- _DOCUMENT EXCERPT_
____
Just what have we ever learnt from these monumental misadventures and colossal failures? Really what does it cost to win an Olympic medal? Nigeria should be winning them anyway. To start with, the events we usually enter and qualify for are straight forward and simple enough. I do not believe that you require the same effort and expense to deliver a medal in the sprints for example, as you do, say in synchronized swimming, sailing and equestrian. Nigeria has had the good experiences of the ’96 Games to build on and now instead of moving on, we have regressed so badly it’s an indictment on all One Hundred and Fifty million of us. Do we even as much as realize that excellence in sports is a massive diplomatic relations tool? That Nigeria can be remade in part through the instrumentality of sports? Why are we so blind to see that success at global events helps redeem our sullied image?
Riches and population should mean more medals at any games. Nigeria has both commodities in abundance. Riches should ensure that you have enough money to invest in sports and population should ensure that you had a more reasonable chance of producing more and better athletes in selected and varied areas of priority. The statistics validates this, the United States has won 15% of all medals awarded at the Olympics, the Europeans 60% and the Chinese has since emerged a counter power to the United States at the Games. Former British Olympian, Adrian Morehouse said of China when the US team questioned the Chinese, Ye Shiwen’s feat in the 400m individual medley where she did not only win the Gold medal but also set a new world record and the 200m medley where she also won Gold medal thus: “there are a lot of people in China and actually the base of their pyramid is so wide that if they trained thousands and thousands of their kids they have got more to draw from”. It is a huge contradiction therefore that this has not clearly been the case for Nigeria. How on earth has a nation of One Hundred and Fifty million people won less than 20 medals in the history of the Olympic Games?
Is our case beyond redemption? One is tempted to think so but I believe with the faintest hope that if we put our money where our mouths are, if we start doing the right thing this very moment, we may well reach the Promised Land one day. But even at that, our mouths had to be in the right places for this to happen.
____
- _WRITTEN EXERCISE 1_
Decide whether each statement below agrees with the commentary on Nigeria's Olympic record, and answer yes or no for each, quoting the words of the commentary that settle it. (a) The commentary says the United States has won 15% of all medals awarded at the Olympics. (b) According to the commentary, Ye Shiwen won gold in the 400m individual medley without setting a world record. (c) The writer of the commentary believes Nigeria's case is beyond redemption.
- _WRITTEN EXERCISE 2_
Pick up the commentary on Nigeria's Olympic record from its last sentence and continue it in the same voice for a paragraph.

(Data items)
____
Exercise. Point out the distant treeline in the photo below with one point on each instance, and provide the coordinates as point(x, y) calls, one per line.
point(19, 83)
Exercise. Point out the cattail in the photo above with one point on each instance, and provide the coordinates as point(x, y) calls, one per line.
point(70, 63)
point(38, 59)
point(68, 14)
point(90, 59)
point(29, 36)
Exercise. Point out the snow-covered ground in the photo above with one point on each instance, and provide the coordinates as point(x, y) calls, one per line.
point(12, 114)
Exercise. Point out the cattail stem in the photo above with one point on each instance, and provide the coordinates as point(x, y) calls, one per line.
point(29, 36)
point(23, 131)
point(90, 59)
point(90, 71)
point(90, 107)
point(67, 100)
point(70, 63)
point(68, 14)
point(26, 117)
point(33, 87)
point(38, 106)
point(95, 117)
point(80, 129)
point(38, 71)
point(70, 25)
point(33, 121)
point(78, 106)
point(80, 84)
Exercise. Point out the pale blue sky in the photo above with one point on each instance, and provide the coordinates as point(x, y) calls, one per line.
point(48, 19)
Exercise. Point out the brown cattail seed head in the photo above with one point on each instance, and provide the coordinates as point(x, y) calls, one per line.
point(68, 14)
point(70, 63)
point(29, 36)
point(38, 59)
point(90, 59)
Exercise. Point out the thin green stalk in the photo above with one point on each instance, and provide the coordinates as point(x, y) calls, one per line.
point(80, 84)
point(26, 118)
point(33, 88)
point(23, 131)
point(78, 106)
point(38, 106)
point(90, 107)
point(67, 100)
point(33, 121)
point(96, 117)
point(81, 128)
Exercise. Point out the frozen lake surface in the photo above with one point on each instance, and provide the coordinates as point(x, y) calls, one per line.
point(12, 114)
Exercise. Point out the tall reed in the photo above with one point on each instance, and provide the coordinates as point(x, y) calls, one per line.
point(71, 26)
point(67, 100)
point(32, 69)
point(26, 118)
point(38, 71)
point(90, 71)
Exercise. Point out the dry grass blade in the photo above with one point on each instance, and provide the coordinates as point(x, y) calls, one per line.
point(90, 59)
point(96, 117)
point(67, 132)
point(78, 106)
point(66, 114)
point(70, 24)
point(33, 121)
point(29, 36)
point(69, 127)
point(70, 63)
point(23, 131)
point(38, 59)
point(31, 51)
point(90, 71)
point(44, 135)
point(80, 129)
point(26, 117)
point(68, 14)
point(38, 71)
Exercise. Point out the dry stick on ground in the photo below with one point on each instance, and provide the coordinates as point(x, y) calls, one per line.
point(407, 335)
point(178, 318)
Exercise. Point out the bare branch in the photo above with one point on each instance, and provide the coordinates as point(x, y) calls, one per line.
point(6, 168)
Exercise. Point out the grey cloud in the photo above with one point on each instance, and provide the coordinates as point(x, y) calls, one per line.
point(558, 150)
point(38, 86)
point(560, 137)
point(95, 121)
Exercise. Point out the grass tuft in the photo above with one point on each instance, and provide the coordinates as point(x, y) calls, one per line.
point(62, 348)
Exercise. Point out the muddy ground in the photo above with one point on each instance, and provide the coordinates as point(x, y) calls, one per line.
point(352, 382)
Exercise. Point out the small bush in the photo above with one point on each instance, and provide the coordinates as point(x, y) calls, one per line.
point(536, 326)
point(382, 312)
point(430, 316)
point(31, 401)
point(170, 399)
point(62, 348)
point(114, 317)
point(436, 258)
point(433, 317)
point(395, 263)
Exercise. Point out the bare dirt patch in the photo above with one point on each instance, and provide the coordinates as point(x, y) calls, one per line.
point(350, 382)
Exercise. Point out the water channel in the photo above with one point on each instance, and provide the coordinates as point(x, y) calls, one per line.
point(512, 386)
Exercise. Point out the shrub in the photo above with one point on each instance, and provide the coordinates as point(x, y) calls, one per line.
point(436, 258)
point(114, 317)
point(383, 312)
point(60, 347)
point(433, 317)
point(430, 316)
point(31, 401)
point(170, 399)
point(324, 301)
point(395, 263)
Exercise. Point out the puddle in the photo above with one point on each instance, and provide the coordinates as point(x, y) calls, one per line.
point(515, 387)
____
- _ANSWER 1_
(a) Yes: "the United States has won 15% of all medals awarded at the Olympics"
(b) No: "she did not only win the Gold medal but also set a new world record"
(c) No: "One is tempted to think so but I believe with the faintest hope that if we put our money where our mouths are, if we start doing the right thing this very moment, we may well reach the Promised Land one day."

- _ANSWER 2_
I am always amazed at how we treat every problem as if it is rocket science and you need all the experts in the world to solve it. I do not even think rocket science is that formidable anymore giving that several nations have now acquired space technology!! There are worthy examples to follow, if you ask me. Many nations have been where we are now. At the beginning of this piece, I did mention that Nigeria won more Gold medals than Great Britain at the 1996 games. In London, Great Britain won 29 Gold medals, 17 Silver medals and 19 Bronze medals and took 3rd position. Never before have they done so well at the Olympics. From a lowly 1 Gold medal 16 years ago to an impressive haul of 29 Gold medals at the London games and our dear country, Nigeria with 2 Gold medals that fateful year of our Lord in 1996 won nothing in London.
What did Great Britain do that we can learn from? Immediately after the Atlanta games, Great Britain injected National Lottery Funds directly into elite Olympic sports. In the years leading to Beijing, 2008, Great Britain invested 250 Million Pounds in training programs and the gains were immediate as they won 19 Gold medals in Beijing. Does anyone have the figures we have spent on sports at any time in our history? Where and how do we invest? Have we identified our elite sport – our area of strength? Nigeria has to learn that investment has to be strategic. The money we release most times goes to what does not matter. When you release funds a few months to the games, it simply means you are doing so not to win medals at the games but for the jamboree and mundane aspects of the games. At that stage, the money will go into itinerary, allowances, feeding and sundry secondary issues instead of the primary expenses of training and preparation four long years to the games.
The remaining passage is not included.